··· ПРИВЕДЁННЫЙ ТЕКСТ

Если можно было бы спастись одной нравственностью, то каждый человек, имеющий некий нравственный потенциал, был бы спасителем самого себя. Вообще в концепции модернистов Голгофская Жертва становится непонятной: человек не включается в нее через веру; она остается внешним фактором, величественным апофеозом, но не тайной Искупления.

Некоторые оригенисты заимствовали у Оригена учение о том, что души людей в загробном мире не теряют свободы воли как выбора между добром и злом. По их мнению, у людей по смерти остается гномическая воля, как возможность к нравственному изменению, то есть возможность для покаяния и возрождения грешных душ, находящихся в геенне. Однако, присутствие гномической воли у святых в раю также открывает возможность для их будущих грехопадений, наподобие того, как согрешил Адама в Эдеме. Учение о посмертной гномической воли у грешников и святых логически приводит к циклам Оригена. Райское блаженство и адские муки – это не вечное состояние, а только временные эпизоды. Между адом и раем находится некая лестница, по которой возможно движение как вверх, так и вниз. Свобода воли, не подчиненная ни добру, ни злу, то есть не достигшая ни совершенства, ни полной деградации, создает в бесконечном бытии различные внутренние состояния и внешние ситуации. Отпадение от Бога – апостасис, и возвращение к Богу – апокатастасис создают бесконечные космические циклы: нет вечных мук и вечного блаженства, история – это качание исторического маятника, рай и ад – только повторяющиеся эпизоды в межзвездной одиссее души.

По Оригену рай – это созерцание Божества. По неким причинам дух отклоняется от созерцания Бога, обращается к внешнему и к самому себе; он превращается в психи – душу, и застывает подобно соляному столпу, в который была обращена жена Лота. В следующем цикле начинается возрождение падших душ.

От Оригена модернисты заимствовали, а затем усовершенствовали учение о временном аде, где после мучения наступает спасение, и этим самым открыли другую сторону учения Оригена – о временном рае, где блаженства оканчиваются новым падением души.

Для некоторых модернистов искуплением человеческого рода является не Голгофская Жертва, а воплощение Сына Божьего. Такое искупление похоже на учение древних гностиков о том, что эон София выпала из божественной плеромы (полноты) и этим самым заключила себя в темницу материальности. На землю приходит высший из эонов Христос, чтобы спасти Софию. Это приобщение эона Христа к земному бытию является освобождением Софии, которая снова возвращается в плерому. Искуплением является само временное пребывание Христа во плоти Иисуса из Назарета; а спасение (апокатастасис) Софии – ее возвращение из эфемерного вещества в свою первоначальную спиритуалистическую сущность в мир божественных идей. По учению этих модернистов спасение совершается не на Голгофе, а в Вифлееме. Человечество спасено потому, что человеческая природа освящена Рождеством Спасителя. Такая установка, зачеркивающая ведущую роль личности в деле спасения, закладывает основания для апокатастасиса – спасения всего человечества как целостного Адама.

Модернисты не отрицают святости Церкви, но ратуют за расширение ее границ, которые хотят растянуть как резину, так чтобы в пространстве Церкви оказались бы христологические и иные ереси. Они утверждают и применяют как довод свои псевдонаучные фантазии о том, что Церковь принимала творения ряда еретиков, как свой голос, свое самовыражение, поэтому ересь не мешает духовной истине и святости, то есть можно быть еретиком, не разделяющим учение Церкви и, в тоже время, мыслить по православному и писать при содействии благодати.

······
··· ИСХОДНЫЕ ДАННЫЕ

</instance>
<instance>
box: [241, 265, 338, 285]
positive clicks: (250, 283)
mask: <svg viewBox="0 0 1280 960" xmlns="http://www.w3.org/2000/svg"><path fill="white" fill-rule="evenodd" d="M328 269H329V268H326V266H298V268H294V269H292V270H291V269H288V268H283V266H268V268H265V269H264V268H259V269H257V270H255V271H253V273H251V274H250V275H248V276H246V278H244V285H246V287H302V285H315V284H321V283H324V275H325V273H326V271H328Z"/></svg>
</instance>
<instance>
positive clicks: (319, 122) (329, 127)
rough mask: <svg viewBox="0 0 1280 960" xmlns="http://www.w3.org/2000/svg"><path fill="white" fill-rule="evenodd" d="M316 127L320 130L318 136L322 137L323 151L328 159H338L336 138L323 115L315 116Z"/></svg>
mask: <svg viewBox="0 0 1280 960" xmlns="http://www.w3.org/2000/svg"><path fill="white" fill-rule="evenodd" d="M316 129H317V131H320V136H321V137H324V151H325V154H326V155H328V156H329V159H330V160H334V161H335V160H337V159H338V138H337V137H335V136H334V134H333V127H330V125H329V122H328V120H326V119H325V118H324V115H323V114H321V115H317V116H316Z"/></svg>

······

• УСЛОВИЕ ЗАДАНИЯ
Продолжите текст о модернистах и наследии Оригена, начав сразу после его последнего предложения.

• ОТВЕТ НА ЗАДАНИЕ
Для чего это надо? Для того, чтобы внедрить среди православных мысль о том, что существуют «святые» еретики, а некоторые из них почитаются как учители Церкви. Значит анафемы и проклятия ересей, это пустые слова, плод невежества и фанатизма, на которые современный просвещенный человек не должен обращать внимания; вернее, должен глубоко сожалеть, что на вселенских соборах были совершены преступления против заповеди о божественной любви, и жертвами православного фанатизма и нетерпимости стали братья во Христе, которые говорили немного другим богословским языком.

Уже давно раздаются голоса, что под святым Дионисием Ареопагитом спрятался неизвестный монофизит, что под именем преподобного Макария Великого скрывается мессалианин Симеон, хотя творения преподобного Макария Великого носят выраженную антимессалинскую направленность; под преподобным Нилом Синайским они хотят видеть последователя Оригена Евагрия, и т.д. Все это взято у протестантов, отвергших Предание; все это делается не во имя науки, так как истинная наука бережно относится к традиции, как каналу передачи знаний, а во имя либеральной концепции о всеспасении.

Современные оригеновичи высказывают толерантное отношение к демону. Они вообще стараются не упомянуть о нем, как будто его не существует на свете; а если говорят о нем, то не как о живом существе, а как о некой аллегории. Это понятно: они верят в возвращении падших духов на свои прежние места на небе, и поэтому не хотят портить отношения с ними и сатаной. Вообще, оргеновичи стараются заменить ангелологию и демонологию психологией.

Взгляды Оригена противоречивы. Уже современники упрекали его в том, что он отрицал то, что ранее утверждал, и доказывал то, что опровергал в другом месте. Концепции современных модернистов также запутаны и аморфны. Такие колебания неизбежны там, где нет под ногами твердой почвы Предания. Но, в некоторых случаях такая туманность и неясность – преднамеренны; они дают возможность варьировать и уходить от прямого ответа.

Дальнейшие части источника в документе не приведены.